**WORK REQUIRED**
Output all of the records exactly, word for word.

**SUPPLIED INFORMATION**
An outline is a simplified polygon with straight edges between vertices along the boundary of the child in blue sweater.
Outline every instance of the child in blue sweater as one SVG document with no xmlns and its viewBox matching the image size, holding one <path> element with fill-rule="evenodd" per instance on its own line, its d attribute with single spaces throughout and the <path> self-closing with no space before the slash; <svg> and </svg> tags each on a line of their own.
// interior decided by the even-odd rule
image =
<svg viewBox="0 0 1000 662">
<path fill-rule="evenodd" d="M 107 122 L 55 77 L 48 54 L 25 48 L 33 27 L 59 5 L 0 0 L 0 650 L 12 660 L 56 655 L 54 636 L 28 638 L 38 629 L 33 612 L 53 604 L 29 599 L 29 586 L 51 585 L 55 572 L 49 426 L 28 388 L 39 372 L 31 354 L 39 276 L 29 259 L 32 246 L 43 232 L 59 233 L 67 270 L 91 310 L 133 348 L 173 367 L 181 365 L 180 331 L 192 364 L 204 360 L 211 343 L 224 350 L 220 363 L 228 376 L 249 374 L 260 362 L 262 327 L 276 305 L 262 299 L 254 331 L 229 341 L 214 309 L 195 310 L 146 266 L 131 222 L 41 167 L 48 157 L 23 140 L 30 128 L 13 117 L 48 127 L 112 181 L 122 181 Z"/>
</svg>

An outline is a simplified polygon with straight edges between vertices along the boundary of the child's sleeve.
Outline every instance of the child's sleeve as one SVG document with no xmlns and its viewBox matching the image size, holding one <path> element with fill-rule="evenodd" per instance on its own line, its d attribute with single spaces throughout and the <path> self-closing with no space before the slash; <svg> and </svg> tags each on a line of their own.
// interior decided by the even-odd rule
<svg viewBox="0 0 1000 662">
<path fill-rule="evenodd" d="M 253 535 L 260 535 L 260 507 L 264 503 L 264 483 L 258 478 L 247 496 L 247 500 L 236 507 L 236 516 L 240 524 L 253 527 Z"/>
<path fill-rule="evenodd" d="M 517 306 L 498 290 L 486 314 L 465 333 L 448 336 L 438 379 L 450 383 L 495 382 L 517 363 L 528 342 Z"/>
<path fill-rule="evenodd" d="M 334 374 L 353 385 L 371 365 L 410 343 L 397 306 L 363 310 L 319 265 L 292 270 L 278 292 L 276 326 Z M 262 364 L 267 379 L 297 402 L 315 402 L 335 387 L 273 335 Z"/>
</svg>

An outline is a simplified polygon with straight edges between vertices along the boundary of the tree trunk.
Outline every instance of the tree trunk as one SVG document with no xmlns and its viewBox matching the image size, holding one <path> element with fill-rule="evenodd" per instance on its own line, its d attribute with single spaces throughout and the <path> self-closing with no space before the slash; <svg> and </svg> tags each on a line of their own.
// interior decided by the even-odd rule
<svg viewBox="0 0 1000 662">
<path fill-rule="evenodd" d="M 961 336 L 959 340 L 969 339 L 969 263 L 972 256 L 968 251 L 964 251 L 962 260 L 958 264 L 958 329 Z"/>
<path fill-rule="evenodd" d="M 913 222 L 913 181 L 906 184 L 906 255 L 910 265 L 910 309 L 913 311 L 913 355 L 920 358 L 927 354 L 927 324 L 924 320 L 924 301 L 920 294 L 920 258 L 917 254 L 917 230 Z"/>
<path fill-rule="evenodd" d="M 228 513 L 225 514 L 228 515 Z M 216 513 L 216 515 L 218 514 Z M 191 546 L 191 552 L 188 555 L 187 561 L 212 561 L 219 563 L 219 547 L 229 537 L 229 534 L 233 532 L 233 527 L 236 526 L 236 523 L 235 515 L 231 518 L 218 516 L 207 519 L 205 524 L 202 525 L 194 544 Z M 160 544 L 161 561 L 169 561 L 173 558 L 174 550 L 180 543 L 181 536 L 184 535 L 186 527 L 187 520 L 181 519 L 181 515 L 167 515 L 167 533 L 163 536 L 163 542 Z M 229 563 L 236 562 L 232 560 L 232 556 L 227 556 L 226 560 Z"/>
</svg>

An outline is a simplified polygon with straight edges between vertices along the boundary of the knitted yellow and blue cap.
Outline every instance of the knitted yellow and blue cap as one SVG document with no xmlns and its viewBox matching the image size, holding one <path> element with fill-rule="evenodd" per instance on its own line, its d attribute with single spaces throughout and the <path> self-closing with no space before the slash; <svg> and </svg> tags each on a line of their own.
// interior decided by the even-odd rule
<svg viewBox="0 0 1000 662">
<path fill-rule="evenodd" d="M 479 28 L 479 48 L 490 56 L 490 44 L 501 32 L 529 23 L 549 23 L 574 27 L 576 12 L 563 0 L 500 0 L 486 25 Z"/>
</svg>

**ANSWER TO THIS PROBLEM**
An outline is a simplified polygon with straight edges between vertices along the boundary of the child in blue sweater.
Outline every instance of the child in blue sweater as one SVG document with no xmlns and its viewBox matching the image size, holding one <path> element with fill-rule="evenodd" per instance on its own line, its d attribute with single spaces throughout and the <path> self-closing with no space before the slash; <svg> and </svg> tags each on a line of their own.
// interior decided by the even-odd rule
image =
<svg viewBox="0 0 1000 662">
<path fill-rule="evenodd" d="M 107 122 L 55 77 L 48 54 L 25 48 L 33 27 L 59 5 L 0 0 L 0 650 L 12 660 L 56 655 L 54 636 L 28 638 L 38 629 L 33 612 L 53 604 L 29 599 L 29 586 L 51 585 L 55 572 L 49 426 L 28 388 L 39 372 L 31 354 L 39 276 L 29 259 L 32 246 L 43 232 L 59 233 L 67 270 L 91 310 L 133 348 L 173 367 L 181 365 L 180 331 L 192 364 L 204 360 L 211 343 L 224 350 L 220 363 L 228 376 L 249 374 L 260 362 L 262 327 L 276 305 L 262 299 L 254 331 L 229 341 L 214 309 L 195 310 L 146 266 L 131 222 L 41 167 L 48 157 L 23 140 L 30 128 L 13 117 L 48 127 L 112 181 L 122 181 Z"/>
</svg>

An outline is a simplified polygon with straight edges between vertices along the boundary of the child's sleeve.
Outline every instance of the child's sleeve as one SVG document with no xmlns and its viewBox matching the image size, holding one <path> element with fill-rule="evenodd" per instance on its own line, its d attribute with single spaces throughout and the <path> self-closing with no space before the slash; <svg> and </svg> tags each on a line of their own.
// interior decided by the even-odd rule
<svg viewBox="0 0 1000 662">
<path fill-rule="evenodd" d="M 253 535 L 260 535 L 260 507 L 264 503 L 264 483 L 258 478 L 247 496 L 247 500 L 236 507 L 236 516 L 240 524 L 253 527 Z"/>
<path fill-rule="evenodd" d="M 517 306 L 498 290 L 486 314 L 465 333 L 448 336 L 438 379 L 450 383 L 495 382 L 517 363 L 528 342 Z"/>
<path fill-rule="evenodd" d="M 334 374 L 353 385 L 371 365 L 410 343 L 397 306 L 363 310 L 319 265 L 292 270 L 278 292 L 276 326 Z M 262 364 L 267 379 L 297 402 L 315 402 L 335 387 L 273 335 Z"/>
</svg>

An outline is a simplified polygon with straight edges between vertices along the boundary of the tree trunk.
Outline every instance of the tree trunk as one SVG document with no xmlns and its viewBox matching the image size, holding one <path> element with fill-rule="evenodd" per instance on its own line, its d attribute with single spaces throughout and the <path> self-closing with no space before the slash; <svg> and </svg> tags each on a line of their own.
// interior decided by the even-odd rule
<svg viewBox="0 0 1000 662">
<path fill-rule="evenodd" d="M 961 336 L 959 340 L 969 339 L 969 263 L 972 256 L 968 251 L 964 251 L 962 260 L 958 264 L 958 329 Z"/>
<path fill-rule="evenodd" d="M 913 222 L 913 181 L 906 184 L 906 255 L 910 265 L 910 309 L 913 311 L 913 355 L 920 358 L 927 354 L 927 324 L 924 320 L 924 301 L 920 294 L 920 258 L 917 254 L 917 230 Z"/>
<path fill-rule="evenodd" d="M 228 513 L 225 514 L 228 515 Z M 216 513 L 216 515 L 218 514 Z M 191 546 L 191 552 L 188 555 L 187 561 L 212 561 L 219 563 L 219 547 L 229 537 L 229 534 L 233 532 L 233 527 L 236 526 L 236 523 L 235 515 L 231 518 L 218 516 L 207 519 L 205 524 L 202 525 L 194 544 Z M 160 544 L 161 561 L 169 561 L 173 558 L 174 550 L 180 543 L 181 536 L 184 535 L 186 527 L 187 520 L 181 519 L 181 515 L 167 515 L 167 533 L 163 536 L 163 542 Z M 229 563 L 236 562 L 232 560 L 232 556 L 227 556 L 226 560 Z"/>
</svg>

An outline is a simplified polygon with straight edges between vertices along the boundary of the knitted yellow and blue cap.
Outline every instance of the knitted yellow and blue cap as one SVG document with no xmlns and its viewBox matching the image size, holding one <path> element with fill-rule="evenodd" per instance on its own line, its d attribute with single spaces throughout and the <path> self-closing with no space before the slash; <svg> and </svg> tags each on a line of their own.
// interior decided by the even-odd rule
<svg viewBox="0 0 1000 662">
<path fill-rule="evenodd" d="M 479 28 L 479 48 L 490 56 L 490 44 L 501 32 L 529 23 L 549 23 L 574 27 L 576 12 L 563 0 L 500 0 L 486 25 Z"/>
</svg>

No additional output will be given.